Records in a dataset
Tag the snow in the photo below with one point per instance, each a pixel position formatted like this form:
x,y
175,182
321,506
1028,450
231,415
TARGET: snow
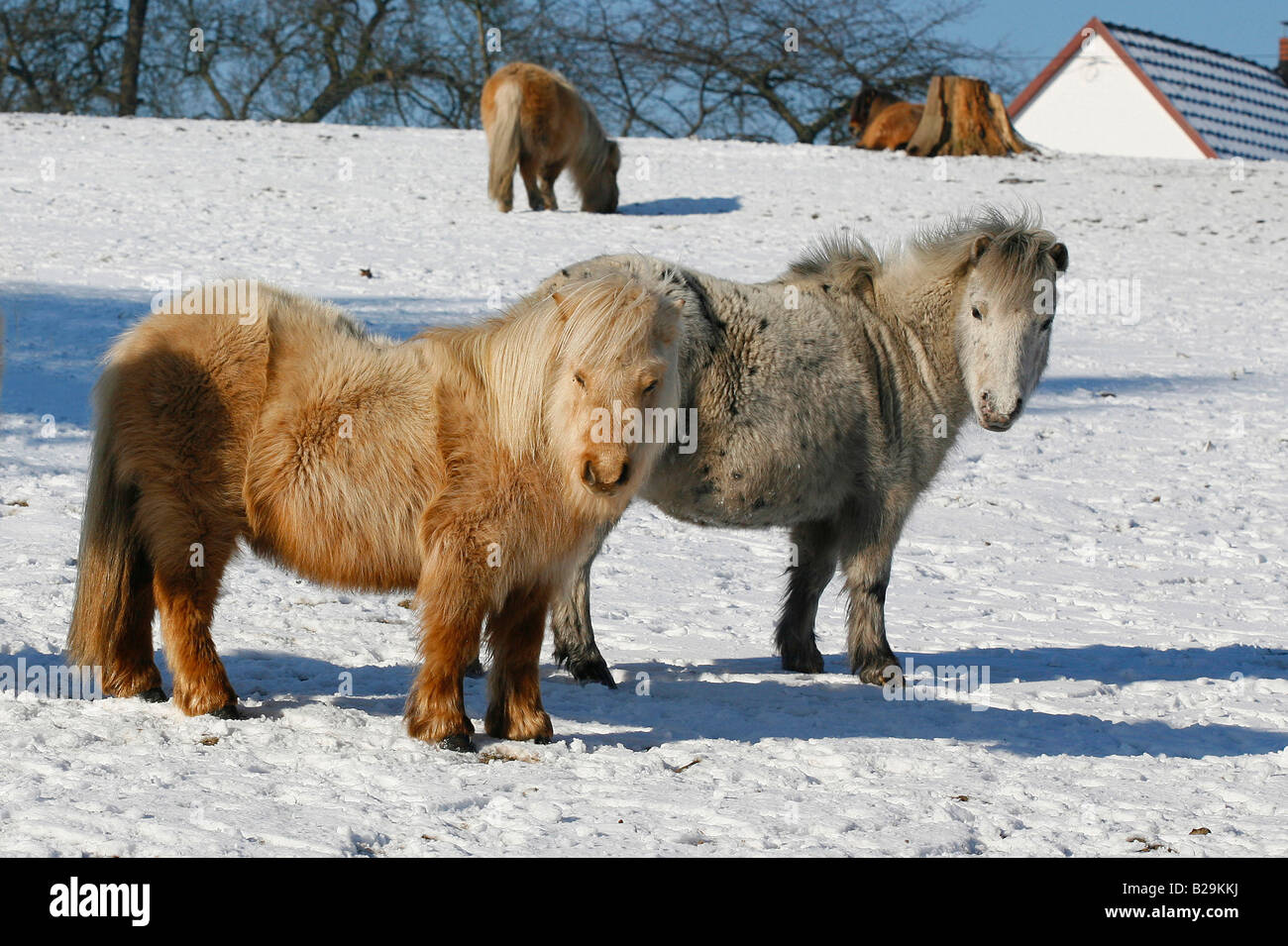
x,y
1116,563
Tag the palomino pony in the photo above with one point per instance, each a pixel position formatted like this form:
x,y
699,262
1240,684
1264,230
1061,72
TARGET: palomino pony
x,y
535,119
460,464
881,120
827,400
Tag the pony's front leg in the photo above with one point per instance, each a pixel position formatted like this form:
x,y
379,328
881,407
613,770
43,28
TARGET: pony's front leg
x,y
571,627
454,598
514,684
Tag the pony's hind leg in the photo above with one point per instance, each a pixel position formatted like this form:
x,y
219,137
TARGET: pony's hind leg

◆ Directions ◆
Rescale the listing above by writing out all of its lines again, requests included. Multiply every coordinate in the answers by 1.85 and round to whole numbers with halves rounded up, keep the numbers in the requests and their format samples unchanged, and leave the pictures out of your answer.

◆ Problem solution ◆
Tag the snow in the photo below with one point per instance, each a pixel position formatted like this form:
x,y
175,182
321,506
1028,450
231,415
TARGET: snow
x,y
2065,1042
Tag the palomino pony in the photo above with one point per instance, each a pixel position formatted like this form:
x,y
699,262
1240,684
1264,230
1061,72
TARGET: palomino pony
x,y
990,220
851,858
1630,222
1530,740
Tag the pony's front leg in the photo above with one point per instance, each a pixel position formatted like this form:
x,y
379,328
881,407
613,770
43,28
TARGET: pony's front leg
x,y
1056,1160
840,1106
951,1265
Tag the pony's hind leg in the photo above with one point per instance, each a pixel position formatted like this form:
x,y
219,137
TARGET: pony's hind leg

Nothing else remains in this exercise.